▶ **Written problem A**:
Decide whether each statement agrees with the article on Navarre Beach condominiums below. Answer yes or no for each, quoting the exact words of the article that settle it.
(i) Port Navarre will have 660 condominium/hotel units in all.
(ii) The Santa Rosa County Commission has the power to stop both projects.
(iii) Christopher Ferrara paid $12 million for the 23 acres in 1997.
▶ **Written problem B**: Carry on the article about Navarre Beach condominiums below, starting after its final sentence.

▶ **Text**:
It has been a long time, some say as far back as Hurricane Ivan in 2004, since a high rise condominium has been constructed on Navarre Beach.

But it appears the quiet coastal community whose motto is "Florida's Best Kept Secret," will soon enough be subjected to the sound of construction and the sight of cranes towering above the dunes. Plans for not one, but two, condominium projects are in the works and no real obstacles stand in the path of the developers getting underway.

"The ball is in their court," said Shawn Ward, Santa Rosa County's planning and zoning director.

Upon completion, Port Navarre, by far the largest of the two projects, will have added three 16-story buildings to the Navarre Beach landscape. Each will hold 220 condominium/hotel units, for a total of 660, and provide 87 underground parking stalls. The complex will be located on the sound side of the barrier island.

On the Gulf side, a limited liability company called Navarre Beach Hotels is prepared to move forward with construction of a 200-room hotel and 34 condominium units.

Four more high rise condominium buildings and a hotel are being planned for Navarre Beach.


  

A look at Santa Rosa County Property Appraiser records does show that Port Navarre's three towers will not be the first erected since Hurricane Ivan in 2004, but only one of seven island condominiums standing 10 stories high or higher to have gone up since that storm unleashed its fury. Beach Colony Resort, completed in 2009, stands today as the sole high-rise condominium built since 2004.

Port Navarre will be the first high-rise condominium complex built on the Santa Rosa sound side of Navarre Beach.

While no time frame has been established for when construction will begin on either project, once completed both are sure to add to traffic congestion and wear and tear on existing infrastructure, including the "fundamentally obsolete" Navarre Beach Bridge that ties the island to U.S. Highway 98 and the mainland.

County commissioners say they are not happy about seeing so much population density being added to the beach community, but they are powerless to stop it. The building plans for both entities fall within the terms of their existing Navarre Beach leaseholder agreements and therefore development decisions on either parcel do not come under the purview of the Santa Rosa County Commission.

"Do I like it? No," said Commissioner Ray Eddington, whose district includes Navarre Beach. "Is there anything I can do about it? No."

Christopher Ferrara, based in Louisiana, is the owner of the 23 acres upon which Port Navarre will be developed. He bought the property in 1997 for $3.2 million.

He turned around and sold the parcel to an Atlanta development firm for $12 million a couple of months ahead of Hurricane Ivan's devastating 2004 visit to the island, according to reports from the time, but used $6 million of the sale to maintain a minority interest in the company, which hatched the idea for Port Navarre.

The original concept, "a $300 million city-within-a-city, with 700 condo units and 100 hotel rooms," according to a 2006 report from the Pensacola News Journal, blew up when Ferrara sued his business partners for "fraudulent inducement" over who rightfully owned the land.

Court records indicate Ferrara emerged $10.8 million richer from a settlement reached in December of 2007. He also retained possession of the property.

More than a decade later, Ferrara switched course and requested the county grant him an amendment to his lease that would allow for construction of an RV Park on his 23 acres. He argued that the "high end" park that would support approximately 150 visitors would bring value to Navarre Beach and prove to be less impactful than condominiums, which he was already approved under his lease to develop.

"There's going to be development on this property," he told the County Commission. "We can put up to 700 units at that site. If you do the math that's adding about 2,000 cars if we're fully occupied."

▶ **Stored data**:
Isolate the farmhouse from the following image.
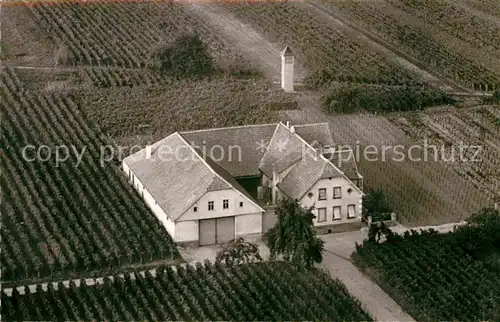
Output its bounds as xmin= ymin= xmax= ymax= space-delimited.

▶ **Output A**:
(i) Yes: "Each will hold 220 condominium/hotel units, for a total of 660"
(ii) No: "they are powerless to stop it"
(iii) No: "He bought the property in 1997 for $3.2 million."

▶ **Output B**:
Ferrara took his RV Park plan to the County Commission in July of 2021, where it was greeted with full-throated contempt by a packed house of South Santa Rosa residents and members of the powerful Navarre Beach Leaseholders and Residents Association.

The idea of campgrounds and "trailer parks" on Navarre Beach was "kind of appalling" one community association manager told commissioners. It was argued the development would bring down island property values, increase crime and prove a disaster waiting to happen when mobile homes blew into the Sound during a tropical storm.

Under pressure from the community, county commissioners voted 4-1 in 2021 to reject Ferrara's request for the lease amendment. Commissioner Colten Wright, now the commission chairman, was the single vote in favor of granting the RV Park request.

In September of 2022, after Ferrara had filed a lawsuit, the county again considered the request for the change to the lease agreement. This time the vote was 3-2 against allowing the amendment, with then-Commissioner Bob Cole joining Wright in support.

Wright reiterated Thursday the argument he'd made in support of the RV Park.

"I have a hard time understanding how a high end RV Park is not a better use, a less intensive use, than a condominium building with 700 units," he said last year as some in the packed room heckled him.

Now, he said, Navarre Beach residents are going to have to live with the consequences of their opposition.

"It's one of those situations where people are against something because they don't like change," he said. "Now those people (who protested the RV Park) are going to get what they wanted."

Dave Piech, Navarre Beach's representative on the Board of County Commissioners in 2021 and 2022, opposed the RV Park proposal. Eddington, his successor, said Thursday that he would have supported it for many of the same reasons Wright had given.

"I'd rather have the RV's than the condos, because the condos are going to block the view," he said.

Eddington said he recalled being in attendance at the Santa Rosa County Commission meeting at which Ferrara said he'd build condominiums if his idea for an RV Park failed. He said he hasn't heard any rumblings in opposition to the new planned Navarre Beach developments yet, but he's pretty confident that he will.

"People have got to be careful what they ask for," he said.

Jim Sutton, the president of the Navarre Beach Leaseholders and Residents Association, said the association had opposed the RV Park for the same reasons it would oppose any proposed lease amendment.

"We're opposed only when they ask for variances for uses that do not conform to what is allowed," he said.

He said the Leaseholders and Residents Association opposed the RV Park "very vigorously" because the proposed development did not conform to its lease or existing zoning.

"Right now if he (Ferrera) wants to build a 660-unit condominium we have no issue with that. As long as he stays in the footprint, we have no problem with that," Sutton said.

The association had also stood in opposition this year to a request from the Navarre Beach Hotels LLC, the group building the 200 unit hotel and 34 unit condominiums, when they asked for a variance to lower the setback distance between their construction project and a neighboring building.

The group, which Sutton said wanted the variance to improve Gulf views of its tenants, ultimately dropped its variance request.

Sutton said he realizes that with the increase in the number of island visitors, residents and vehicles that infrastructure conditions on Navarre Beach are going to worsen. The pending developments points out the urgent need, he said, for the county to take serious steps toward replacing the Navarre Beach Bridge and improving Gulf Boulevard, which runs through the heart of the island's residential and commercial development.

"It is important for the County Commission to really hunker down and address long term planning for the southern end of the county," he said.